ABOUT THIS EXERCISE — Output range, inclusive: from the line containing "Target: newel post" to the line containing "the white trim". Restate those lines from the data below word for word and only those.

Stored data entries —
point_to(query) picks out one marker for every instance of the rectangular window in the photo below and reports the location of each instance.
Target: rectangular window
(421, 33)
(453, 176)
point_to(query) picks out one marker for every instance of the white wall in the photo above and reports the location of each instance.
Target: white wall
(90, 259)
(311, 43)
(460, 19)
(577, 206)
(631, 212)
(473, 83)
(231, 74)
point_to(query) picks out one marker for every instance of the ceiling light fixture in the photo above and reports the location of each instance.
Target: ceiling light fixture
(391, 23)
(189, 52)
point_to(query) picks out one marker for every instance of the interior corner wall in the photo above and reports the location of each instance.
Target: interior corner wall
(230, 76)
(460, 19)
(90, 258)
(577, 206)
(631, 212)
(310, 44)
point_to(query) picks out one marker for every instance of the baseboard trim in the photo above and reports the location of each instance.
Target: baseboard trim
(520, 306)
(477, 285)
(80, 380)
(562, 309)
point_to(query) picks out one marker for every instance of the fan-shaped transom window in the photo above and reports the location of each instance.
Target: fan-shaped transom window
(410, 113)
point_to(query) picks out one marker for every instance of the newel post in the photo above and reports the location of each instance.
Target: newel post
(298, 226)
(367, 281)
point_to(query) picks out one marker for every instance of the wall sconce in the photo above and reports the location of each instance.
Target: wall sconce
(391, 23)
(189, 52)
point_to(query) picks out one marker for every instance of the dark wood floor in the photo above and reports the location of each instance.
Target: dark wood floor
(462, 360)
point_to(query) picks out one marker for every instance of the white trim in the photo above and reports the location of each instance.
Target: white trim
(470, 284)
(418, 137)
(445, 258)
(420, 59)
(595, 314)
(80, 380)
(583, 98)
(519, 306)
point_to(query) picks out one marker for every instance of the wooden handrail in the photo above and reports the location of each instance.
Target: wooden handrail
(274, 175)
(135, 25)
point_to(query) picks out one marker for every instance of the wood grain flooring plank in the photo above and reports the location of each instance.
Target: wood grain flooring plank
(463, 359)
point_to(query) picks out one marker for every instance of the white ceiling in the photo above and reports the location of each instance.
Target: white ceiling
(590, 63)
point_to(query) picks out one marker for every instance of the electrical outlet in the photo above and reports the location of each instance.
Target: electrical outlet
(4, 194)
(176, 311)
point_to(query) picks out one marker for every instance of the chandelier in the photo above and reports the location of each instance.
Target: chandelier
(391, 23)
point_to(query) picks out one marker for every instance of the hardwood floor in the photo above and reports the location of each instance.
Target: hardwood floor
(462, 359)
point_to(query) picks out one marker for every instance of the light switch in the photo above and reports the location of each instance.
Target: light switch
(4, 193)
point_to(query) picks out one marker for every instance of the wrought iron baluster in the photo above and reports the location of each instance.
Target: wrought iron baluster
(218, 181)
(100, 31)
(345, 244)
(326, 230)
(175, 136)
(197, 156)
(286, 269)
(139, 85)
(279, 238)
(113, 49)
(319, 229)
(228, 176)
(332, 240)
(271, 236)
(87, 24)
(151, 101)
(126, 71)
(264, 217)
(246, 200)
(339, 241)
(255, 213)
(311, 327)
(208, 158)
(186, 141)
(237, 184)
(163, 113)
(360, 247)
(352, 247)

ANSWER TO THIS EXERCISE —
Target: newel post
(298, 226)
(367, 281)
point_to(query) picks out one marker for every instance of the wall sconce in the photo above and reports the location of each instance.
Target: wall sconce
(391, 23)
(189, 52)
point_to(query) picks out one marker for every instance of the dark wood floor in the photo above and reports the location of each instance.
Target: dark wood floor
(462, 360)
point_to(query) picks out one marker for every instance of the white trim in the photo above and reports the location of each instance.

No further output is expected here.